#### Task directions:
Write the listing out again, all of it, word for word.

Top of Dataset extract

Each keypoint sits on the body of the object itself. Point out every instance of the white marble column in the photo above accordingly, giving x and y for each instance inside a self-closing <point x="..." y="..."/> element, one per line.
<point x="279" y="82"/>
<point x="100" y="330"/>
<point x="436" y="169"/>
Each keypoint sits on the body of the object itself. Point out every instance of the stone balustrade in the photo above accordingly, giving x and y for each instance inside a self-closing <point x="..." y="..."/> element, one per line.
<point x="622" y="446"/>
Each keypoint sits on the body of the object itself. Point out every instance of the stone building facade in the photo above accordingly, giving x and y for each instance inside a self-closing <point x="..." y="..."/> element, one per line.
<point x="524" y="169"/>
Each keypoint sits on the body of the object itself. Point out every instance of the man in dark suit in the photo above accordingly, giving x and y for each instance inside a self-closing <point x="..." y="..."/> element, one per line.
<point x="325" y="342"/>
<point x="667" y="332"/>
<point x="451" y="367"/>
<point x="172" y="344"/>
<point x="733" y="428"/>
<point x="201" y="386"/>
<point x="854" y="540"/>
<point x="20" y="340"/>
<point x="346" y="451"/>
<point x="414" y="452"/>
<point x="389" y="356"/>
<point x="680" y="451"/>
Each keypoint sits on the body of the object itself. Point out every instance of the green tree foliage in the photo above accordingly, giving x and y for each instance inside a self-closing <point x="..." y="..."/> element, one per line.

Bottom of Dataset extract

#### Response:
Each keypoint sits on the body of the object itself. Point out every instance of the white marble column in the photo above accordingly, giving x and y for each instance inside a self-closing <point x="..." y="..."/> element, one per line.
<point x="279" y="82"/>
<point x="100" y="330"/>
<point x="436" y="169"/>
Each keypoint sits on the body of the object itself. Point out every instance of the stone balustrade in the photo above accordingly, giving x and y for each instance inside a self-closing <point x="..." y="..."/> element, one per line.
<point x="622" y="446"/>
Each keypoint sits on the body of the object itself. Point out every instance of the stone building facade in the photo above accordingly, giving x and y for each instance inside a self-closing <point x="..." y="..."/> element, one per line.
<point x="524" y="169"/>
Each keypoint sits on the body of the object itself. Point out every instance of the man in dark suit in the photo above accordingly, giving x and y for each instance inside a self-closing <point x="..." y="..."/> element, one per line.
<point x="325" y="342"/>
<point x="667" y="332"/>
<point x="451" y="367"/>
<point x="172" y="344"/>
<point x="733" y="428"/>
<point x="201" y="386"/>
<point x="854" y="540"/>
<point x="20" y="340"/>
<point x="346" y="451"/>
<point x="414" y="452"/>
<point x="389" y="356"/>
<point x="680" y="451"/>
Each keypoint sits on the body of the object itself. Point out every instance of the green tree foliage in the photo above accordingly, giving x and y for each instance inside a self-closing <point x="..." y="..."/> element, one per line.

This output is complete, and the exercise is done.